++++ Records for processing ++++
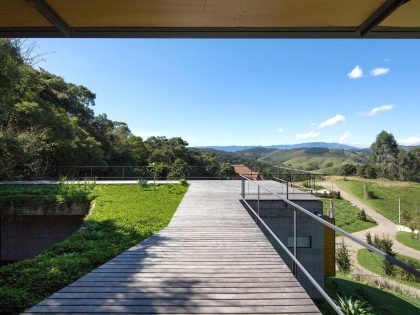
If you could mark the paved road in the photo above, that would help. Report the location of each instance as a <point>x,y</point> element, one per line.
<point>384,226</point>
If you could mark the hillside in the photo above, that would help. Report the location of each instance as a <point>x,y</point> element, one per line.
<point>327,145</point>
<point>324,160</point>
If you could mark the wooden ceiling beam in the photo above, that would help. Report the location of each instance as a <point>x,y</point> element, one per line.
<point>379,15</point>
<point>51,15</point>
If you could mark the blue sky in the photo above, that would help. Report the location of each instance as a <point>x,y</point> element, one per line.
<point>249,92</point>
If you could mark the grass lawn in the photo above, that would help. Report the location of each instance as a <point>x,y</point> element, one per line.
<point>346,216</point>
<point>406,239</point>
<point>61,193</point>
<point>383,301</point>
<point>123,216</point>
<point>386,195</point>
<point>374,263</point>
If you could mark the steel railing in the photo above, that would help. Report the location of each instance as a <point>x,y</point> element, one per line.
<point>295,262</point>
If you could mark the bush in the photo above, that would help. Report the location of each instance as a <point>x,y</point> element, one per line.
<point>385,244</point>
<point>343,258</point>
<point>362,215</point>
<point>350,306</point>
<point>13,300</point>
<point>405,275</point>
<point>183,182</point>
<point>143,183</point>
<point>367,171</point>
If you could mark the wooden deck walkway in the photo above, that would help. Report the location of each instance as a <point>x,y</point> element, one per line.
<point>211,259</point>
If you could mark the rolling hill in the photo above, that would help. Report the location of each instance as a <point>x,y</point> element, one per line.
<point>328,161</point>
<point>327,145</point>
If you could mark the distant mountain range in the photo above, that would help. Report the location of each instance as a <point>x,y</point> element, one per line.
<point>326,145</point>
++++
→ Task prompt
When you set down the records above, copy every line exactly and exclude the pictures.

→ Problem solution
If you could mark the paved road in the photo above, that would help. Report the location of each instance as a <point>x,y</point> element, one per line.
<point>384,226</point>
If you could mark the hillside in the photo above, that would help. Report the location of each instance as a <point>x,y</point> element, one per line.
<point>327,145</point>
<point>324,160</point>
If you could mark the wooden ceiling beam in the photo above, that would help. Report the location of each instance as a <point>x,y</point> element, one per line.
<point>379,15</point>
<point>51,15</point>
If you could mark the blue sky in the photo above, that would help. Report the location of each instance as a <point>x,y</point> element, one per line.
<point>249,92</point>
If you could mark the grass lawn in the photo above, that would help. Report the location of each instance as a <point>x,y</point> element, one per line.
<point>346,216</point>
<point>406,239</point>
<point>61,193</point>
<point>383,301</point>
<point>123,216</point>
<point>386,195</point>
<point>374,263</point>
If you could mark the steel railing in the photo above, that would help. Report the location of each instance as a <point>x,y</point> element, one per line.
<point>295,262</point>
If you could mark the bush in the photo above, that would help. Report the location of each instance as a <point>x,y</point> element, one per line.
<point>385,244</point>
<point>343,258</point>
<point>362,215</point>
<point>350,306</point>
<point>13,300</point>
<point>405,275</point>
<point>183,182</point>
<point>143,183</point>
<point>367,171</point>
If you could mark the wooden deck walkway in the photo above, that would help. Report the location of each instance as a <point>x,y</point> element, one per line.
<point>211,259</point>
If you could mark the rolling hill in the photo above, that would help. Report the location of each instance as a <point>x,y</point> element, one per line.
<point>328,161</point>
<point>327,145</point>
If you could mark the distant mountain range in the photo above, that would help. Report the location of each instance as a <point>x,y</point> element, one per line.
<point>326,145</point>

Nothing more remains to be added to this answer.